▶ _Your instructions_: Set down the lines below exactly as they appear. Begin at the line that contains "Task: for the greenhouse-bench survey, tag the running" and stop after the final line.

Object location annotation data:

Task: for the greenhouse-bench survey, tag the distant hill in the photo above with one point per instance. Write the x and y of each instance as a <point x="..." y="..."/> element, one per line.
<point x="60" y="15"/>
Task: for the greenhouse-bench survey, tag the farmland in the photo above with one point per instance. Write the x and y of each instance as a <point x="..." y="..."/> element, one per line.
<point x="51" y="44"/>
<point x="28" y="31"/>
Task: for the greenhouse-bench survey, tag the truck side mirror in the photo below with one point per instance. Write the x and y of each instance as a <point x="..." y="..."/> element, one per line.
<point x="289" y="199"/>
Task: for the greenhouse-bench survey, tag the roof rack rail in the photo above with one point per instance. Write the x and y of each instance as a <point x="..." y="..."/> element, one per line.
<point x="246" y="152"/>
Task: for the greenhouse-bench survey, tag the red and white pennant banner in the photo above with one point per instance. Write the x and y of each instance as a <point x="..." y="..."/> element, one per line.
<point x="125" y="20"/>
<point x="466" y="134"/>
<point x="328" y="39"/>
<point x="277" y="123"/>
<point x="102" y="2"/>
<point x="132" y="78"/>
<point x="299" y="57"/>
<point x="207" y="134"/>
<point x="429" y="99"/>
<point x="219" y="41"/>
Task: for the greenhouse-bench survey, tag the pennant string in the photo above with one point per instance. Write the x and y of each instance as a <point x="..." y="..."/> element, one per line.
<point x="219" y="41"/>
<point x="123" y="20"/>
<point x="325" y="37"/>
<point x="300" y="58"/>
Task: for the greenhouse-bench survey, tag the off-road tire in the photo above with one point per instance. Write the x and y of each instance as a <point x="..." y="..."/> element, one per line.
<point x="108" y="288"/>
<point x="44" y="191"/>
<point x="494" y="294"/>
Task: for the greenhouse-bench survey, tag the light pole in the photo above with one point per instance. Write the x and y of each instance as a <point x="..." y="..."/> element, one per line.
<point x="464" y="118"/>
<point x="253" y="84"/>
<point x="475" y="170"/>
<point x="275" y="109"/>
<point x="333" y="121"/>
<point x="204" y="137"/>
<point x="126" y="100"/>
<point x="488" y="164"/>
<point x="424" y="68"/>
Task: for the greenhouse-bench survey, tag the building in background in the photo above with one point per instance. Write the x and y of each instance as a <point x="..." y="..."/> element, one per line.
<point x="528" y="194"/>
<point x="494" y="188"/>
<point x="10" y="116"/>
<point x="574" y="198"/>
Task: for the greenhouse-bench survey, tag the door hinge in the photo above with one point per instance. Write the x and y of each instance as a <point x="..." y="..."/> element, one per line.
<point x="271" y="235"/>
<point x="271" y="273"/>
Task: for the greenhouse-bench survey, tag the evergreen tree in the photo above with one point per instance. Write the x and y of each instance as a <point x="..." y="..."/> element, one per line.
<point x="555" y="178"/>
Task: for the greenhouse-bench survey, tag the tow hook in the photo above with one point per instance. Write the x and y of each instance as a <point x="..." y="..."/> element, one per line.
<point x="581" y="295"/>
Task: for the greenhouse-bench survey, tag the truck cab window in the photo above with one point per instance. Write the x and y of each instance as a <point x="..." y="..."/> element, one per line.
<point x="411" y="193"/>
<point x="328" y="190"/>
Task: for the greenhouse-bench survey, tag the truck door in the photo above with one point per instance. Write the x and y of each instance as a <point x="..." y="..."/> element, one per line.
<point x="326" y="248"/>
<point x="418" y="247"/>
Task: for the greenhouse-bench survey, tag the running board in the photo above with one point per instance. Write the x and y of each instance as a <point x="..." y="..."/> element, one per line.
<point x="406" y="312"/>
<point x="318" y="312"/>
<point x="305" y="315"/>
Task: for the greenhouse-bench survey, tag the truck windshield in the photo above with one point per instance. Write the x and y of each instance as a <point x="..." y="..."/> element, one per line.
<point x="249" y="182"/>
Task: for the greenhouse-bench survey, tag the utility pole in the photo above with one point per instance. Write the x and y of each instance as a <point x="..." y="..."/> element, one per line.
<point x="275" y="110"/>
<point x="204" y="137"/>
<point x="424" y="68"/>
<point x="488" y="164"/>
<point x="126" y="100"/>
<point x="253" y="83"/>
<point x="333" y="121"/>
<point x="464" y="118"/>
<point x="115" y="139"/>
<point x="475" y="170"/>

▶ _Exercise answer_:
Task: for the greenhouse-bench survey, tag the running board in the photo above with one point per instance. Write the x and y of each instance as a <point x="..." y="..."/> element, one per line.
<point x="406" y="312"/>
<point x="318" y="312"/>
<point x="305" y="315"/>
Task: for the greenhouse-bench survey, tag the truck windshield in the photo above with one point per instance. Write the x and y of each instance as a <point x="..." y="..."/> element, one per line.
<point x="249" y="182"/>
Task: for the greenhouse-bench survey, tag the utility pole in the photo above with one point per instance. Write the x and y of each instance as a <point x="..." y="..."/> element, one per line.
<point x="275" y="110"/>
<point x="204" y="137"/>
<point x="424" y="68"/>
<point x="488" y="164"/>
<point x="126" y="100"/>
<point x="253" y="83"/>
<point x="333" y="121"/>
<point x="464" y="118"/>
<point x="115" y="139"/>
<point x="475" y="170"/>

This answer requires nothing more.